→ **AIM OF THE TASK**: The whole listing is to be set down again without alteration.

□ □ □ □

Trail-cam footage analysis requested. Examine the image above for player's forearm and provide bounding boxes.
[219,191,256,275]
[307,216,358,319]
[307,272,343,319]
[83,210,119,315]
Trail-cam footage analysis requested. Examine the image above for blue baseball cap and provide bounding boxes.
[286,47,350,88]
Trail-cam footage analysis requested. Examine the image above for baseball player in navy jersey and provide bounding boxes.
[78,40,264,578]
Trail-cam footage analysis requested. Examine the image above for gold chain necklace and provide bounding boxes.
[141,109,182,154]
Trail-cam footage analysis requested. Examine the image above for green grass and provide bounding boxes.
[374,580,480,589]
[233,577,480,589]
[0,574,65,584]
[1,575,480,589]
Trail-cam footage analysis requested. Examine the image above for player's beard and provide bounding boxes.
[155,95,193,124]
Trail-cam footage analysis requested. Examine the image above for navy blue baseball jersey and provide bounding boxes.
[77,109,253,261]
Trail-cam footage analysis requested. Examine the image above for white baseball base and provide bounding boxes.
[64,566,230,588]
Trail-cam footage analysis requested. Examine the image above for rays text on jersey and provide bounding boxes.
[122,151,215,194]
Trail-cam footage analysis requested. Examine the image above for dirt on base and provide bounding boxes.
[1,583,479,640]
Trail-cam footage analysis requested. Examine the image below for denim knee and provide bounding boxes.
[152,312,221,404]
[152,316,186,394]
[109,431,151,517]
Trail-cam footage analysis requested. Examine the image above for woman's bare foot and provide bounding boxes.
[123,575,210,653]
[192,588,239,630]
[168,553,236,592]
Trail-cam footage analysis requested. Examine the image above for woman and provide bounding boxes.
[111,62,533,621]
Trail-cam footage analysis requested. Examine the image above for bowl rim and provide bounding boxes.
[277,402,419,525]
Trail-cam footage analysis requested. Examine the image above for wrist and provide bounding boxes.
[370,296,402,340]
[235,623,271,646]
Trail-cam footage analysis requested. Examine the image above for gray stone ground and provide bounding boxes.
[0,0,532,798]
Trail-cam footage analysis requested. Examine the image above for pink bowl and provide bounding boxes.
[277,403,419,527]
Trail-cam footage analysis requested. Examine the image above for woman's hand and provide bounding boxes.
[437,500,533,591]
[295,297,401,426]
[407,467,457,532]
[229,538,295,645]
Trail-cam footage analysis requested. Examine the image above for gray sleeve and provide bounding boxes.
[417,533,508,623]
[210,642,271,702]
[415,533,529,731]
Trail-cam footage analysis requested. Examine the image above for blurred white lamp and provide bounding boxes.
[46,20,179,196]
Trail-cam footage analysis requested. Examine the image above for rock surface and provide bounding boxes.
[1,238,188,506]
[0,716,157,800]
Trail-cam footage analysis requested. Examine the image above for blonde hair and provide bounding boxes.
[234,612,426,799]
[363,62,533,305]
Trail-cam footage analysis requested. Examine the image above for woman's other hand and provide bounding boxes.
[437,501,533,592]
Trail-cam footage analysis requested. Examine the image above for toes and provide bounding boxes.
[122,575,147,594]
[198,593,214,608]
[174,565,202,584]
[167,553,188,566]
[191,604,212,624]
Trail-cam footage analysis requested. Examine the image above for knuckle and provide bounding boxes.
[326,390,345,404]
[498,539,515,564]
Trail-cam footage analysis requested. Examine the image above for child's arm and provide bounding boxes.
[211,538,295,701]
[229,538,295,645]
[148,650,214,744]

□ □ □ □

→ **ANSWER TO THE PROBLEM**:
Trail-cam footage analysis requested. Examine the image above for player's forearm and provide bounding boxes.
[219,191,256,275]
[307,216,358,319]
[307,272,343,319]
[83,210,119,315]
Trail-cam footage analysis requested. Examine the image above for blue baseball cap and provide bounding boxes.
[286,47,350,88]
Trail-cam footage analysis requested. Examine the image above for baseball player in navy jersey and provide bounding boxes.
[78,40,264,578]
Trail-cam footage analysis requested. Examine the image above for gold chain necklace and provide bounding boxes.
[141,109,182,154]
Trail-cam footage analysis requested. Examine the image above for green grass and provide bounding boxes.
[374,580,480,589]
[233,577,480,589]
[0,574,65,584]
[1,575,480,589]
Trail-cam footage analysis requested. Examine the image above for player's beard and provide bounding boxes.
[155,95,193,124]
Trail-cam footage analysis requested. Examine the image above for navy blue baseball jersey and provide bounding boxes.
[77,109,253,261]
Trail-cam footage analysis requested. Examine the image above for white baseball base and provide bounding boxes.
[64,566,230,588]
Trail-cam footage analysis requested. Examine the image above for rays text on jersey and provide bounding boxes.
[122,151,215,194]
Trail-cam footage analysis requested. Examine the image above for dirt on base and provide bounding boxes.
[1,583,479,640]
Trail-cam footage analysis requested. Examine the image below for denim knee and provide bounding boxes.
[152,312,221,404]
[152,316,186,394]
[109,431,151,517]
Trail-cam footage analysis requested. Examine the image above for woman's bare foot and provide bounding boxes.
[123,575,210,653]
[192,588,239,630]
[168,553,236,592]
Trail-cam footage analysis requested. Examine the image above for woman and provide bounding boxes.
[111,62,533,621]
Trail-cam footage analysis requested. Examine the image above for bowl rim and provide bounding boxes.
[277,402,419,525]
Trail-cam footage analysis requested. Examine the image above for wrist and provide bounding boxes.
[370,296,402,340]
[235,623,271,646]
Trail-cam footage analysis requested. Examine the image above for gray stone ground and provide bounding boxes.
[0,0,532,798]
Trail-cam footage analysis requested. Examine the image above for pink bowl and provide bounding boxes.
[277,403,419,527]
Trail-cam footage analysis requested. Examine the image above for woman's hand and provide bounding boxes.
[437,500,533,591]
[295,297,401,426]
[407,467,457,532]
[229,538,295,645]
Trail-cam footage analysis requested. Examine the image above for gray sleeve and provide bounding boxes.
[417,533,508,623]
[210,642,271,702]
[415,533,529,731]
Trail-cam footage analysis requested. Examine the image above for blurred white lamp and provide bounding boxes.
[46,20,179,196]
Trail-cam footage analysis requested. Examine the image above for rock surface and provide bounding boxes.
[1,238,188,506]
[0,716,157,800]
Trail-cam footage analysis requested. Examine the image above for blonde hair and provide bounding boxes.
[234,612,426,799]
[363,62,533,305]
Trail-cam footage analysis requested. Examine the image above for woman's other hand and provide bounding boxes.
[437,501,533,592]
Trail-cam footage analysis requested. Examine the image above for toes and provide bounding boxes.
[122,575,147,594]
[198,593,214,608]
[174,565,202,584]
[167,553,188,566]
[191,604,212,624]
Trail-cam footage analysis requested. Examine the image above for knuckle and provide bounding boxes.
[326,390,345,404]
[498,539,515,564]
Trail-cam footage analysis requested. Examine the image above for child's arm and provide bounding boxes.
[211,538,295,701]
[229,538,295,645]
[148,650,214,744]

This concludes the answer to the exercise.